▽

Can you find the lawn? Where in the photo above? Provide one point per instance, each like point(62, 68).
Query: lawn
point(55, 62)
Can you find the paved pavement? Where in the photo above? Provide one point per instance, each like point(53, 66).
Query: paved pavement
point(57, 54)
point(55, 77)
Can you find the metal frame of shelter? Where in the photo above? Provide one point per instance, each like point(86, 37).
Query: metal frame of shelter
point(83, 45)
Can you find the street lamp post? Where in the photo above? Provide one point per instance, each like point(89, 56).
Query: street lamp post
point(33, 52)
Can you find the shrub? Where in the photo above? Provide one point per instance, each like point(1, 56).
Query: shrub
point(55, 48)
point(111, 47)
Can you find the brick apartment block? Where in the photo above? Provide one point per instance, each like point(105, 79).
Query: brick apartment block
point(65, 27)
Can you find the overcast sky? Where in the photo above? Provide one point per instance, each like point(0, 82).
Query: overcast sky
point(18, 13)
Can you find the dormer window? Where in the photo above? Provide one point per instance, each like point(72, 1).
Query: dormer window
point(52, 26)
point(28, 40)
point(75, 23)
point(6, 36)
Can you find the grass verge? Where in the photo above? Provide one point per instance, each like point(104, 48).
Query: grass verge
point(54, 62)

△

Could you copy all of the rows above word for word, without changing anything?

Can you find the lawn? Where in the photo above? Provide one point per instance, each like point(62, 68).
Query: lawn
point(55, 62)
Can you find the paved pavement? Where in the photo above? Provide one point per instance, each like point(53, 66).
Query: paved pavement
point(57, 54)
point(55, 77)
Can you find the metal frame of shelter? Where in the photo above? Provide one point per instance, each like point(86, 37).
Query: metal frame of shelter
point(83, 45)
Can you find the street lamp post? Where in the photo above? Provide one point per instance, each like point(89, 56).
Query: street lamp post
point(33, 52)
Can you find the shrub? Where in the photo above? Provide one point per instance, each like point(1, 56).
Query: shrub
point(55, 48)
point(111, 47)
Can you find the brick apartment block? Where in the photo above? Provide one point per instance, each like point(105, 79).
Query: brick apartment block
point(65, 27)
Can you find the overcast sky? Where in the photo above? Provide one point per instance, each like point(0, 82).
Query: overcast sky
point(18, 13)
Can you find the dormer window? Where in the photo above? Provide one point per instance, each like point(72, 1).
Query: dormer window
point(52, 26)
point(28, 40)
point(75, 23)
point(6, 36)
Can you find the grass verge? Where in the photo above? Provide one point per instance, each like point(104, 48).
Query: grass verge
point(54, 62)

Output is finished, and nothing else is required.